> EXERCISE
Only the lines from the one that contains "ok so i need the box for the thorny" through the final line of the entries should be repeated, exactly as written.

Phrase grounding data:
--- --- ---

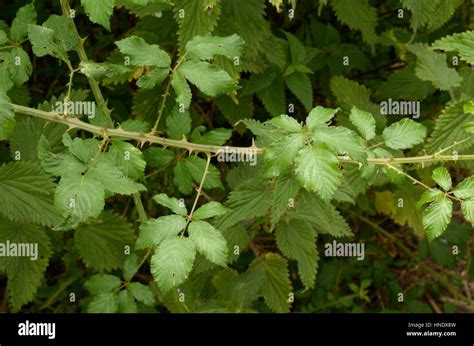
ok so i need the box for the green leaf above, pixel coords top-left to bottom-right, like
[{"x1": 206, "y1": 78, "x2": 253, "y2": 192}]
[
  {"x1": 426, "y1": 100, "x2": 474, "y2": 153},
  {"x1": 87, "y1": 158, "x2": 146, "y2": 195},
  {"x1": 43, "y1": 15, "x2": 79, "y2": 52},
  {"x1": 184, "y1": 156, "x2": 224, "y2": 190},
  {"x1": 79, "y1": 61, "x2": 132, "y2": 82},
  {"x1": 136, "y1": 68, "x2": 169, "y2": 89},
  {"x1": 151, "y1": 237, "x2": 196, "y2": 292},
  {"x1": 453, "y1": 177, "x2": 474, "y2": 199},
  {"x1": 87, "y1": 292, "x2": 119, "y2": 313},
  {"x1": 173, "y1": 0, "x2": 221, "y2": 52},
  {"x1": 128, "y1": 282, "x2": 155, "y2": 306},
  {"x1": 186, "y1": 34, "x2": 244, "y2": 60},
  {"x1": 105, "y1": 140, "x2": 146, "y2": 180},
  {"x1": 271, "y1": 172, "x2": 300, "y2": 226},
  {"x1": 306, "y1": 106, "x2": 339, "y2": 130},
  {"x1": 171, "y1": 70, "x2": 192, "y2": 110},
  {"x1": 423, "y1": 197, "x2": 452, "y2": 240},
  {"x1": 10, "y1": 3, "x2": 37, "y2": 42},
  {"x1": 0, "y1": 91, "x2": 15, "y2": 140},
  {"x1": 285, "y1": 72, "x2": 313, "y2": 111},
  {"x1": 116, "y1": 36, "x2": 171, "y2": 67},
  {"x1": 123, "y1": 253, "x2": 140, "y2": 281},
  {"x1": 244, "y1": 253, "x2": 291, "y2": 312},
  {"x1": 330, "y1": 0, "x2": 377, "y2": 46},
  {"x1": 180, "y1": 60, "x2": 236, "y2": 97},
  {"x1": 136, "y1": 215, "x2": 187, "y2": 249},
  {"x1": 7, "y1": 48, "x2": 32, "y2": 86},
  {"x1": 295, "y1": 145, "x2": 341, "y2": 200},
  {"x1": 382, "y1": 118, "x2": 427, "y2": 150},
  {"x1": 432, "y1": 31, "x2": 474, "y2": 65},
  {"x1": 0, "y1": 161, "x2": 61, "y2": 226},
  {"x1": 63, "y1": 134, "x2": 100, "y2": 163},
  {"x1": 416, "y1": 188, "x2": 443, "y2": 209},
  {"x1": 256, "y1": 73, "x2": 286, "y2": 116},
  {"x1": 191, "y1": 126, "x2": 232, "y2": 146},
  {"x1": 378, "y1": 64, "x2": 435, "y2": 101},
  {"x1": 0, "y1": 219, "x2": 51, "y2": 312},
  {"x1": 432, "y1": 167, "x2": 452, "y2": 191},
  {"x1": 269, "y1": 114, "x2": 302, "y2": 133},
  {"x1": 84, "y1": 274, "x2": 122, "y2": 294},
  {"x1": 263, "y1": 133, "x2": 306, "y2": 177},
  {"x1": 166, "y1": 108, "x2": 192, "y2": 139},
  {"x1": 276, "y1": 218, "x2": 318, "y2": 289},
  {"x1": 461, "y1": 199, "x2": 474, "y2": 226},
  {"x1": 54, "y1": 174, "x2": 105, "y2": 221},
  {"x1": 75, "y1": 211, "x2": 135, "y2": 271},
  {"x1": 407, "y1": 43, "x2": 462, "y2": 91},
  {"x1": 81, "y1": 0, "x2": 115, "y2": 31},
  {"x1": 349, "y1": 106, "x2": 376, "y2": 140},
  {"x1": 216, "y1": 180, "x2": 272, "y2": 231},
  {"x1": 144, "y1": 147, "x2": 175, "y2": 168},
  {"x1": 188, "y1": 220, "x2": 228, "y2": 265},
  {"x1": 0, "y1": 30, "x2": 7, "y2": 45},
  {"x1": 153, "y1": 193, "x2": 187, "y2": 216},
  {"x1": 193, "y1": 202, "x2": 229, "y2": 220},
  {"x1": 312, "y1": 126, "x2": 367, "y2": 162},
  {"x1": 118, "y1": 289, "x2": 137, "y2": 313},
  {"x1": 402, "y1": 0, "x2": 464, "y2": 31}
]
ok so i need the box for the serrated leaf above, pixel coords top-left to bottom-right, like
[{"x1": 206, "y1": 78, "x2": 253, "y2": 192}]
[
  {"x1": 263, "y1": 133, "x2": 306, "y2": 177},
  {"x1": 184, "y1": 156, "x2": 224, "y2": 190},
  {"x1": 7, "y1": 48, "x2": 32, "y2": 86},
  {"x1": 312, "y1": 126, "x2": 367, "y2": 162},
  {"x1": 186, "y1": 34, "x2": 244, "y2": 60},
  {"x1": 118, "y1": 289, "x2": 137, "y2": 313},
  {"x1": 171, "y1": 70, "x2": 192, "y2": 109},
  {"x1": 87, "y1": 158, "x2": 146, "y2": 195},
  {"x1": 453, "y1": 176, "x2": 474, "y2": 199},
  {"x1": 423, "y1": 197, "x2": 452, "y2": 240},
  {"x1": 244, "y1": 253, "x2": 291, "y2": 312},
  {"x1": 84, "y1": 274, "x2": 122, "y2": 294},
  {"x1": 269, "y1": 114, "x2": 302, "y2": 133},
  {"x1": 271, "y1": 172, "x2": 300, "y2": 225},
  {"x1": 81, "y1": 0, "x2": 115, "y2": 31},
  {"x1": 256, "y1": 73, "x2": 286, "y2": 116},
  {"x1": 173, "y1": 0, "x2": 221, "y2": 52},
  {"x1": 55, "y1": 174, "x2": 105, "y2": 221},
  {"x1": 276, "y1": 218, "x2": 318, "y2": 289},
  {"x1": 432, "y1": 167, "x2": 452, "y2": 191},
  {"x1": 306, "y1": 106, "x2": 339, "y2": 130},
  {"x1": 0, "y1": 161, "x2": 61, "y2": 226},
  {"x1": 461, "y1": 199, "x2": 474, "y2": 226},
  {"x1": 295, "y1": 145, "x2": 341, "y2": 200},
  {"x1": 153, "y1": 193, "x2": 187, "y2": 216},
  {"x1": 75, "y1": 211, "x2": 135, "y2": 271},
  {"x1": 136, "y1": 215, "x2": 187, "y2": 249},
  {"x1": 166, "y1": 108, "x2": 191, "y2": 139},
  {"x1": 215, "y1": 180, "x2": 272, "y2": 231},
  {"x1": 188, "y1": 220, "x2": 228, "y2": 265},
  {"x1": 87, "y1": 292, "x2": 119, "y2": 313},
  {"x1": 193, "y1": 201, "x2": 229, "y2": 220},
  {"x1": 116, "y1": 36, "x2": 171, "y2": 67},
  {"x1": 128, "y1": 282, "x2": 155, "y2": 305},
  {"x1": 349, "y1": 106, "x2": 375, "y2": 140},
  {"x1": 11, "y1": 4, "x2": 37, "y2": 42},
  {"x1": 151, "y1": 237, "x2": 196, "y2": 292},
  {"x1": 105, "y1": 140, "x2": 146, "y2": 180},
  {"x1": 137, "y1": 68, "x2": 169, "y2": 89},
  {"x1": 144, "y1": 147, "x2": 175, "y2": 168},
  {"x1": 426, "y1": 100, "x2": 474, "y2": 153},
  {"x1": 191, "y1": 126, "x2": 232, "y2": 146},
  {"x1": 180, "y1": 60, "x2": 236, "y2": 97},
  {"x1": 416, "y1": 188, "x2": 443, "y2": 209},
  {"x1": 63, "y1": 134, "x2": 100, "y2": 163},
  {"x1": 402, "y1": 0, "x2": 463, "y2": 31},
  {"x1": 432, "y1": 31, "x2": 474, "y2": 65},
  {"x1": 0, "y1": 219, "x2": 51, "y2": 312},
  {"x1": 407, "y1": 43, "x2": 462, "y2": 91},
  {"x1": 285, "y1": 72, "x2": 313, "y2": 111},
  {"x1": 0, "y1": 91, "x2": 15, "y2": 140},
  {"x1": 330, "y1": 0, "x2": 377, "y2": 46},
  {"x1": 382, "y1": 118, "x2": 426, "y2": 150}
]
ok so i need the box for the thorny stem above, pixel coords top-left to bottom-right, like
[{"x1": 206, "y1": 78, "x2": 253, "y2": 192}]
[{"x1": 12, "y1": 103, "x2": 474, "y2": 164}]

--- --- ---

> REPLY TO THE TASK
ok so i need the box for the thorny stem above, pixel coords top-left to bottom-right, like
[{"x1": 206, "y1": 78, "x2": 253, "y2": 192}]
[{"x1": 12, "y1": 103, "x2": 474, "y2": 164}]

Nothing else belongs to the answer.